No Chinese New Year feast is complete without the colorful yusheng. Literally means "raw fish," yusheng is a Chinese-style salad usually taken to usher the Lunar New Year as it symbolises abundance, prosperity and vigor. It usually consists of strips of raw fish (most commonly salmon), mixed with shredded vegetables and a variety of sauces and condiments, among other ingredients. It is a custom for families and friends to gather around the table and, on cue, proceeding to toss the shredded ingredients into the air, as high as they can, with chopsticks while saying auspicious words and phrases out loud to mark the start of a prosperous new year.

What followed doesn't need much elaboration. Roasted chicken, juicy prawns, steamed fish, mouth-watering scallops with celery and nian gao strips, tender abalone and kai-lan in oyster sauce, noodles, refreshing hot Chinese dessert consists of a clear brown soup with lotus seeds, white fungus, dried longans, barley, ginko nuts, sliced water chestnuts, and a free flow of Chinese tea, Tiger beer and red wine.

Stored data:

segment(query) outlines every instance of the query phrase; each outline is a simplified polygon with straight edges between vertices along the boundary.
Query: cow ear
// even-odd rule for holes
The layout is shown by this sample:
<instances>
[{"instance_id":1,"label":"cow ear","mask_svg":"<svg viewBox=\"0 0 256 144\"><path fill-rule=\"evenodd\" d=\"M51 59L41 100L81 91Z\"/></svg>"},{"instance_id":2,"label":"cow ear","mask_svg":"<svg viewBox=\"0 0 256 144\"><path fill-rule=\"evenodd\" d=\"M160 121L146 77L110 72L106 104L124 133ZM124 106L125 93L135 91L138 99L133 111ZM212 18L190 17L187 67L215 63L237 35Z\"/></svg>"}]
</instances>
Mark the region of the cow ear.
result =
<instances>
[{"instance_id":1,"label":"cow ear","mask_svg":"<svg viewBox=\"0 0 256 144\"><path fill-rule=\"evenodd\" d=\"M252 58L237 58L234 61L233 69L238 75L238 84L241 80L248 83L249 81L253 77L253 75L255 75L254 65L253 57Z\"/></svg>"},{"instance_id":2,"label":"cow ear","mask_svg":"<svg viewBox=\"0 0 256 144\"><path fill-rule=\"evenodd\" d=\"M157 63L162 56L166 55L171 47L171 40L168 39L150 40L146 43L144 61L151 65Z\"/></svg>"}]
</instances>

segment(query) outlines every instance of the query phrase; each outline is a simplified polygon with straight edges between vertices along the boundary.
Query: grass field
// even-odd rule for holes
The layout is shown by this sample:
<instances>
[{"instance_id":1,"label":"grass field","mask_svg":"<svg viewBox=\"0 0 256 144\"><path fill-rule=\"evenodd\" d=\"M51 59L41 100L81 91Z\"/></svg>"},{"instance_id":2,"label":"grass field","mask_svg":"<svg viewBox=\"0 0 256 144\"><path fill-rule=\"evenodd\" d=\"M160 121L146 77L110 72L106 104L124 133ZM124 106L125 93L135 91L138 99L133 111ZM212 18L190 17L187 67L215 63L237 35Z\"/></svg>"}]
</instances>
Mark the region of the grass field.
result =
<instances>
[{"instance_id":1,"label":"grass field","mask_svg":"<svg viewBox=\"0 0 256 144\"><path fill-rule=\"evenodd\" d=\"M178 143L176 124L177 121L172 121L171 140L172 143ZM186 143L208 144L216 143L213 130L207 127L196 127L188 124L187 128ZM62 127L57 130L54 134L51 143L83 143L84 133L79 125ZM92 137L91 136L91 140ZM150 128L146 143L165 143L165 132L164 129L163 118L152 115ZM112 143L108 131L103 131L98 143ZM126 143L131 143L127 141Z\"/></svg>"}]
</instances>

Task directions:
In the passage about the Chinese New Year feast, why is yusheng usually eaten to usher in the Lunar New Year? Answer in one to three sentences.

Result of this exercise:
Yusheng is usually eaten to usher in the Lunar New Year because it symbolizes abundance, prosperity and vigor.